▶ [EXTRAIT DU DOCUMENT]
━━━━━━━━━━━━━━━━━━━━━━━━━━━━━━
Charles III, vous, moi et le reste de l'humanité avons un point commun: au moment de choisir les dates de notre prochain week-end à Paris, on ne sait jamais s'il y aura grève.
Manque de bol pour le Roi. Son séjour tombe non seulement sur une nouvelle journée d'action nationale contre la réforme des retraites, mais, surtout, sur une semaine de contestation sociale d'une ampleur et d'une violence inédite. C'est peu dire que le moment est mal choisi pour faire un petit «hello hello» à Emmanuel Macron.
La visite d'Etat du roi Charles III, prévue de dimanche à mercredi, vient donc d'être «reportée». La nouvelle est tombée vendredi midi par l'Elysée.
Prévue depuis des semaines, cette visite d'Etat était à marquer d'une pierre blanche: il devait s'agir du tout premier voyage à l'étranger de Charles en tant que roi d'Angleterre. Un évènement d'autant plus que symbolique que le Britannique, comme feu sa mère la reine Elizabeth, est un véritable francophile et baragouine un français tout à fait acceptable.
Selon le plan de base, Charles et Camilla étaient censés poser leurs valises à Paris ce dimanche matin. Leur séjour parisien prévoyait un passage par l'Arc de Triomphe, un discours aux députés de l'Assemblée nationale et un vernissage au musée d'Orsay.
«Point culminant scintillant» de cette visite, selon le Daily Mail: un somptueux dîner d'Etat en l'honneur du roi au château de Versailles, lundi soir, en présence d'Emmanuel et Brigitte Macron, ainsi que de 200 invités triés sur le volet.
Inclus dans la soirée, tenez-vous bien: un concert dans la Chapelle Royale, et surtout, la vaisselle en porcelaine de Duplessis fabriquées sous le règne de Louis XV. Niveau gustatif, un menu 100% français, mais sans foie gras (Charles, rappelons-le, est fervent défenseur de la cause animale, et il a récemment banni ce met des cuisines des résidences royales).
La tournée du couple royal aurait dû se poursuivre mardi matin par un passage par Bordeaux (en train), afin d'inaugurer le nouveau consulat britannique. L'itinéraire originel comprenait un trajet (en tramway) dans le centre-ville, avant une promenade (à pied) et la visite d'une pâtisserie de cannelés.
Après ces douceurs, un bonjour dans un centre d’aide aux sans-abri pour la reine consort et un arrêt pour Charles à Landiras, au sud, afin d’observer les dégâts provoqués par les incendies de forêt de l’été dernier.
━━━━━━━━━━━━━━━━━━━━━━━━━━━━━━
▶ [VOTRE TRAVAIL]
1: Restituez sans aucune modification le passage du texte sur la visite reportée de Charles III, de « Manque de bol » à « à Emmanuel Macron. ».
2: Poursuivez, s'il vous plaît, le texte sur la visite reportée de Charles III en reprenant juste après sa dernière phrase.

▶ [DONNÉES DE L'EXERCICE]
━━━━━━━━━━━━━━━━━━━━━━━━━━━━━━
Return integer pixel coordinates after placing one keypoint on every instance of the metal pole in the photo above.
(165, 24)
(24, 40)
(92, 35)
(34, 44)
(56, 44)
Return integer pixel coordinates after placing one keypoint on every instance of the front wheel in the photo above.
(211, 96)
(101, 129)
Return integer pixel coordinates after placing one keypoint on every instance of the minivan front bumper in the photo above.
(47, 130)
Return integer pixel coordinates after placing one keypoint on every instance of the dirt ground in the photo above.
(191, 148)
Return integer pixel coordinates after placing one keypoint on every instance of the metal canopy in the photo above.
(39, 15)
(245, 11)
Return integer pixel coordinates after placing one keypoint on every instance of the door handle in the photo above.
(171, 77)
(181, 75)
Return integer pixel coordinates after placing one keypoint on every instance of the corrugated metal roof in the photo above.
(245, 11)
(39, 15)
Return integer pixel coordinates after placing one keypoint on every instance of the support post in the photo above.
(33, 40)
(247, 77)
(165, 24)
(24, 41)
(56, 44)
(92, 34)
━━━━━━━━━━━━━━━━━━━━━━━━━━━━━━
▶ [RÉPONSES PAR TÂCHE]
1:
Manque de bol pour le Roi. Son séjour tombe non seulement sur une nouvelle journée d'action nationale contre la réforme des retraites, mais, surtout, sur une semaine de contestation sociale d'une ampleur et d'une violence inédite. C'est peu dire que le moment est mal choisi pour faire un petit «hello hello» à Emmanuel Macron.

2:
Evidemment, ce séjour bordelais aurait eu un goût d’inachevé s'il ne s'était pas conclu par une dégustation dans un vignoble - biologique, s'il vous plaît.
Compte tenu des émeutes qui secouent tout le pays, c'est peu dire que ce charmant programme à l'odeur de terroir s’avérait périlleux. La première victime de cette agitation devait être le dîner versaillais. On discutait déjà de le déplacer en lieu sûr, au coeur du Palais de l'Elysée.
Le déplacement de Charles III à Bordeaux s'apparentait également au parcours du combattant. Il est «presque certain que le roi ne pourra pas prendre le tram», affirmait déjà mardi Pascal Mesgueni, du syndicat CFTC, à Sud Ouest. Selon lui, il s’agissait d’un «risque énorme» pour le monarque anglais. «Aucun conducteur ne voudra le conduire. Et n’oubliez pas le risque de projectiles. Ça va être bien trop compliqué.»
En tout cas, les syndicats français n'avaient pas prévu d'accueillir le souverain avec des gerbes de fleurs et des macarons.
«Il y aura des initiatives autour de cette visite» royale, a complété jeudi une source au syndicat CGT cheminots à l’AFP. La visite du roi est «dans le viseur» des manifestants.
Les politiciens y sont également allés de leur (dé)conseil. Citons notamment le chef de file des Insoumis, Jean-Luc Mélenchon:
Sans oublier Sandrine Rousseau, qui a réclamé mercredi l’annulation pure et simple de la visite, sur BFMTV:
Voilà une nouvelle qui devrait réjouir l'indétrônable députée écologiste: après un échange téléphonique entre le Président et Charles ce matin, décision a finalement été prise par les gouvernements français et britannique de reporter le séjour royal. Afin, complète l'Elysée, «de pouvoir accueillir Sa Majesté le roi Charles III dans des conditions qui correspondent à notre relation d'amitié».
La présidence française promet déjà une reprogrammation de la visite «dans les meilleurs délais». Pas sûr que cette vague promesse suffise à ne pas replier aussitôt le tapis rouge, acheminé mardi dans la cour du Palais en l'honneur du souverain.